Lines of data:
********
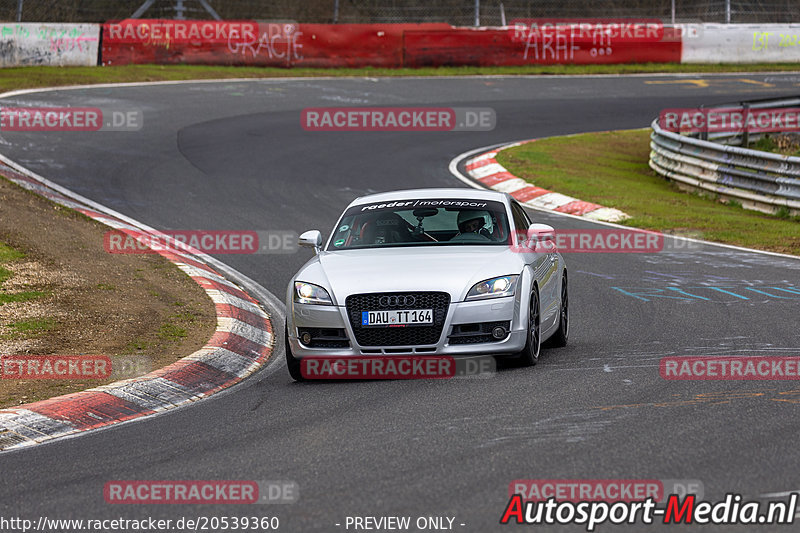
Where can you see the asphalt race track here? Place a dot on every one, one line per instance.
(232, 155)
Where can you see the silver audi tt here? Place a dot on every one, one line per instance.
(458, 272)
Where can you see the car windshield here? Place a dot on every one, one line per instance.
(426, 222)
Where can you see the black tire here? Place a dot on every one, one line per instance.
(292, 363)
(529, 355)
(559, 338)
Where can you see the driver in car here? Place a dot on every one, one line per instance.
(473, 221)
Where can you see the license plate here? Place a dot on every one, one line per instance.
(397, 317)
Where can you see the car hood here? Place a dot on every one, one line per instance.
(452, 269)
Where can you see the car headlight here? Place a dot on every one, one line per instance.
(493, 288)
(308, 293)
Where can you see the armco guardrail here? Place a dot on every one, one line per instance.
(759, 180)
(538, 41)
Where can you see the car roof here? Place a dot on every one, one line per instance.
(419, 194)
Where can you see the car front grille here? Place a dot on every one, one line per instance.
(477, 333)
(398, 336)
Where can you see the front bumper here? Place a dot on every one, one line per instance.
(507, 310)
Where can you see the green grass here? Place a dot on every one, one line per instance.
(28, 77)
(8, 253)
(170, 331)
(611, 169)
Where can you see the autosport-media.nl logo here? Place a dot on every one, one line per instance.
(398, 119)
(202, 241)
(593, 502)
(76, 119)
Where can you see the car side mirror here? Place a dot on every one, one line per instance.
(311, 238)
(542, 238)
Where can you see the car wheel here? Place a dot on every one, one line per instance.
(559, 338)
(530, 354)
(292, 363)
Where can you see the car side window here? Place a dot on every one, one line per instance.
(521, 220)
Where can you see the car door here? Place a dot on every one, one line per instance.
(546, 266)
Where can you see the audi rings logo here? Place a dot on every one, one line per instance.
(394, 301)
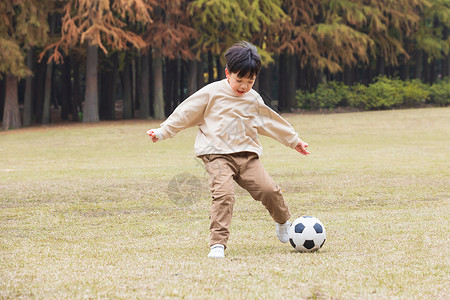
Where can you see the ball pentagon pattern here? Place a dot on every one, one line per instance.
(307, 234)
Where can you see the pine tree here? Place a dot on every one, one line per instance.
(22, 25)
(99, 24)
(169, 36)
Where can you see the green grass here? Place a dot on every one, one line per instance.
(86, 212)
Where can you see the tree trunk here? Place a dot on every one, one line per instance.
(210, 67)
(287, 82)
(66, 93)
(144, 106)
(76, 100)
(380, 66)
(446, 59)
(419, 65)
(200, 73)
(127, 91)
(28, 101)
(220, 68)
(39, 88)
(108, 88)
(192, 76)
(47, 94)
(426, 69)
(158, 104)
(90, 113)
(11, 113)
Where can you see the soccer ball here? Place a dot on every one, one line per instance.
(307, 234)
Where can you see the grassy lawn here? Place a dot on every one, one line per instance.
(95, 211)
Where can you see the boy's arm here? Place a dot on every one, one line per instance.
(271, 124)
(189, 113)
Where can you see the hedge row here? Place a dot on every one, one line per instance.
(383, 93)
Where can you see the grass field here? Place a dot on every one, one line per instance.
(90, 211)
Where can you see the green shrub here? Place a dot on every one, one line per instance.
(440, 92)
(415, 93)
(384, 93)
(326, 96)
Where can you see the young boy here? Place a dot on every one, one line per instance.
(230, 115)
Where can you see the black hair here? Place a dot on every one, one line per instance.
(243, 59)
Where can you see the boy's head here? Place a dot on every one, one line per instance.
(243, 64)
(243, 59)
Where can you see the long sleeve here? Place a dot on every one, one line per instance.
(271, 124)
(188, 114)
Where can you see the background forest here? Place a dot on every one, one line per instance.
(91, 60)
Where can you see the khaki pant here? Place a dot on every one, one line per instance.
(246, 169)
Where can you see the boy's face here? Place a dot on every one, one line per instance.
(240, 85)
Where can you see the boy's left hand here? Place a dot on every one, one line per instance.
(301, 147)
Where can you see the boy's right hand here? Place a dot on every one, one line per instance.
(152, 135)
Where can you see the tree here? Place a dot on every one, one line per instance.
(99, 24)
(432, 36)
(23, 24)
(169, 36)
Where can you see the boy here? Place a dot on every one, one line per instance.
(230, 115)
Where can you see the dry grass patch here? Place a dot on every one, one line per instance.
(87, 211)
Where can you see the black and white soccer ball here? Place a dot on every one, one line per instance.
(307, 234)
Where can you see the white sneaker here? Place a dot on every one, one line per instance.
(217, 251)
(282, 233)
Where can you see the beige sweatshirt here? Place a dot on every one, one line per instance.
(228, 123)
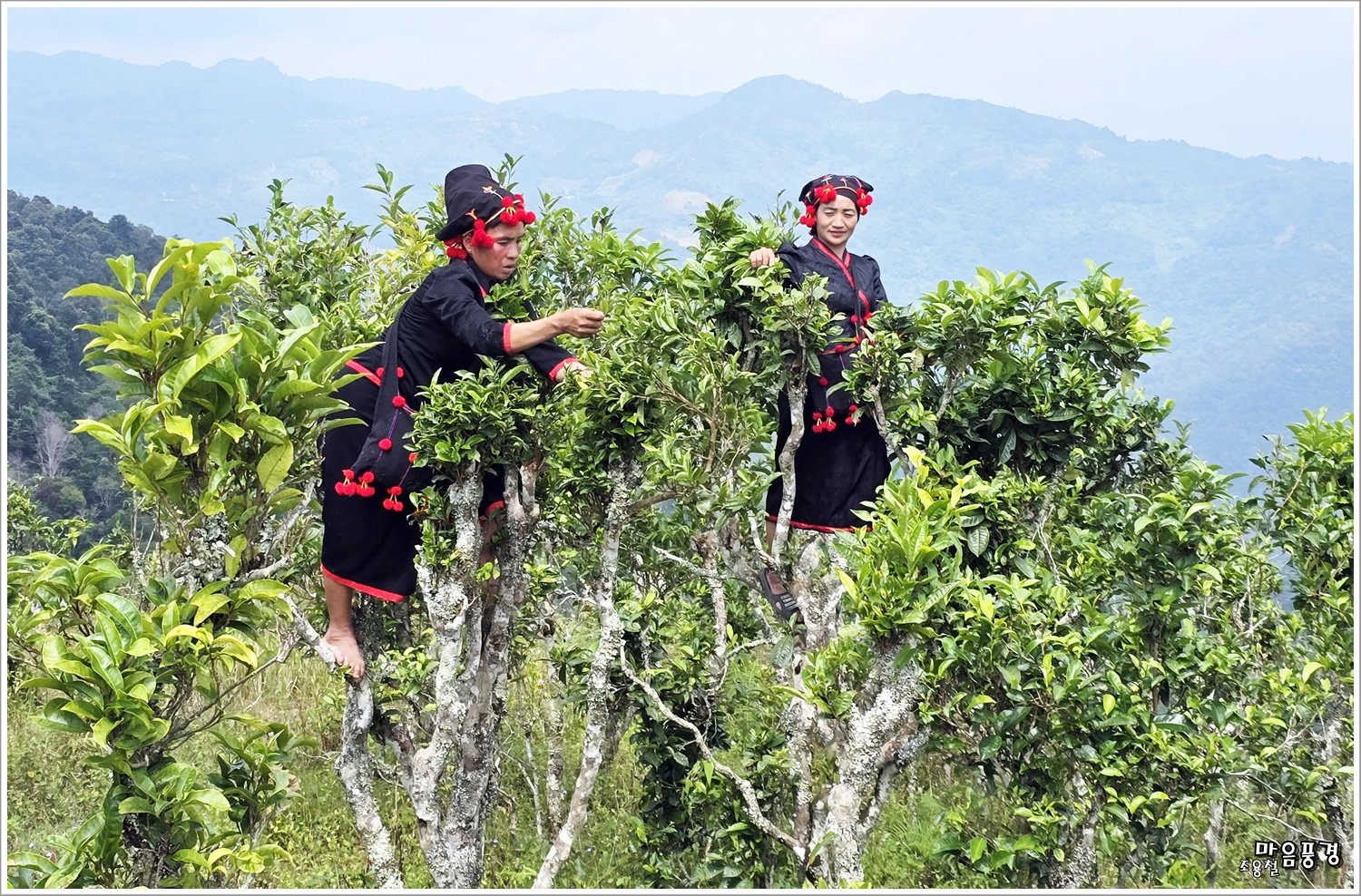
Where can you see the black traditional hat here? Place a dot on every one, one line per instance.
********
» **Task to complete**
Write out the material above once more, exactly as it reads, with no pictures.

» **Response**
Where can you see the asphalt race track here? Place a dot on every one, one line per instance.
(232, 155)
Where can you see the silver audi tt here? Place a dot on every one, one line per instance.
(458, 272)
Where can you see the car windshield here? Place a dot on every one, one line per instance.
(426, 222)
Where can you see the black tire here? Place a dot on every one, one line per instance.
(292, 363)
(529, 355)
(559, 338)
Where can you see the driver in car here? Place a dot on every one, one line per instance.
(473, 221)
Where can you see the license plate here? Place a dot on every one, one line per instance.
(397, 317)
Where can you see the car hood here? Place a dot on every one, one line per instance.
(452, 269)
Where can you see the car headlight here? Place a dot on every one, one line per instance.
(493, 288)
(308, 293)
Where can you see the armco guardrail here? Place a dot on every one, one line per instance.
(759, 180)
(538, 41)
Where can you see the car roof here? Place a dot on every one, one line per instance.
(419, 194)
Where can you see the car front grille here? Place a dot on every one, one line per instance.
(477, 333)
(398, 336)
Where can you see the front bumper here? Place a dot on every one, one line per instance.
(507, 310)
Where can you see the green grass here? Place a dot on every one, one line per instance.
(28, 77)
(8, 253)
(170, 331)
(611, 169)
Where can you see the autosport-media.nl logo here? Place a dot on every one, one line per instance.
(398, 119)
(202, 241)
(593, 502)
(76, 119)
Where can you see the car side mirror here? Place a dot on every one, one line per instance.
(311, 238)
(542, 238)
Where can you see the car wheel here? Place a dot on every one, one line per instance.
(559, 338)
(530, 354)
(292, 363)
Where can you see the car side window here? Place a dot on every one, one line per instance.
(521, 220)
Where can you see the car door here? Place a dot on every one, one line per instance.
(546, 266)
Where can you see the audi rings logo here? Place a dot on every one, one line per instance.
(394, 301)
Where can you see the ball pentagon pattern here? Place a dot on every one, one line per instance.
(307, 234)
Where can you see the pine tree here? Place a dot on every one, one line per instance.
(22, 25)
(99, 24)
(169, 36)
Where can you see the green grass here? Place a dot on every one, one line per instance.
(86, 212)
Where can you see the tree trunk here? Place a dot on every one, one line per instance.
(210, 67)
(287, 82)
(66, 93)
(144, 106)
(76, 100)
(380, 66)
(446, 59)
(419, 65)
(200, 73)
(127, 91)
(28, 101)
(220, 68)
(39, 88)
(108, 88)
(192, 76)
(47, 94)
(426, 69)
(158, 104)
(90, 113)
(11, 113)
Where can you see the soccer ball here? Place a dot on every one, one line per instance.
(307, 234)
Where can you see the grassy lawn here? Place a dot on every one, one line per instance.
(95, 211)
Where can you see the boy's arm here? Place a dot on every one, one line per instance.
(271, 124)
(189, 113)
Where can you see the hedge row here? Place a dot on every one, one line per instance.
(383, 93)
Where can you see the grass field here? Place a dot on every one, one line per instance.
(90, 211)
Where can you see the green shrub here? Place a dot on every one, one line per instance.
(440, 92)
(415, 93)
(384, 93)
(326, 96)
Where can you see the young boy here? Place a dot on every one, one line per instance.
(230, 115)
Where can you see the black hair here? Place a dot on every one, one line per instance.
(243, 59)
Where can you see the boy's head here? Place a dot on every one, one line per instance.
(243, 64)
(243, 59)
Where can you see the long sleeve here? Place a dot on every one, one line per instance.
(271, 124)
(188, 114)
Where can you see the background forest here? Place a dot on every one, one line per instance.
(91, 60)
Where can you see the khaki pant here? Place a dot on every one, one line per instance.
(246, 169)
Where can you see the boy's face here? Place a dot on every one, one line per instance.
(240, 85)
Where can you see the boy's left hand here? Place a dot on every one, one line per instance.
(301, 147)
Where can you see the boy's right hand here? Place a dot on every one, one line per instance.
(152, 135)
Where can you see the tree here? Place a dot on every one, one line per instance.
(99, 24)
(432, 36)
(23, 24)
(169, 36)
Where can you see the boy here? Place a dot on every one, one line per instance.
(230, 115)
Where can you see the dry grass patch here? Place a dot on every one, one line per instance.
(87, 211)
Where can you see the black and white soccer ball here? Place a dot on every one, one line per instance.
(307, 234)
Where can you see the white sneaker here? Place a dot on every one, one line per instance.
(217, 251)
(282, 233)
Where can you see the beige sweatshirt here? Place a dot on every one, one line per instance.
(228, 123)
Where can you see the black traditional hat here? Place a dot on every one, one line per instance.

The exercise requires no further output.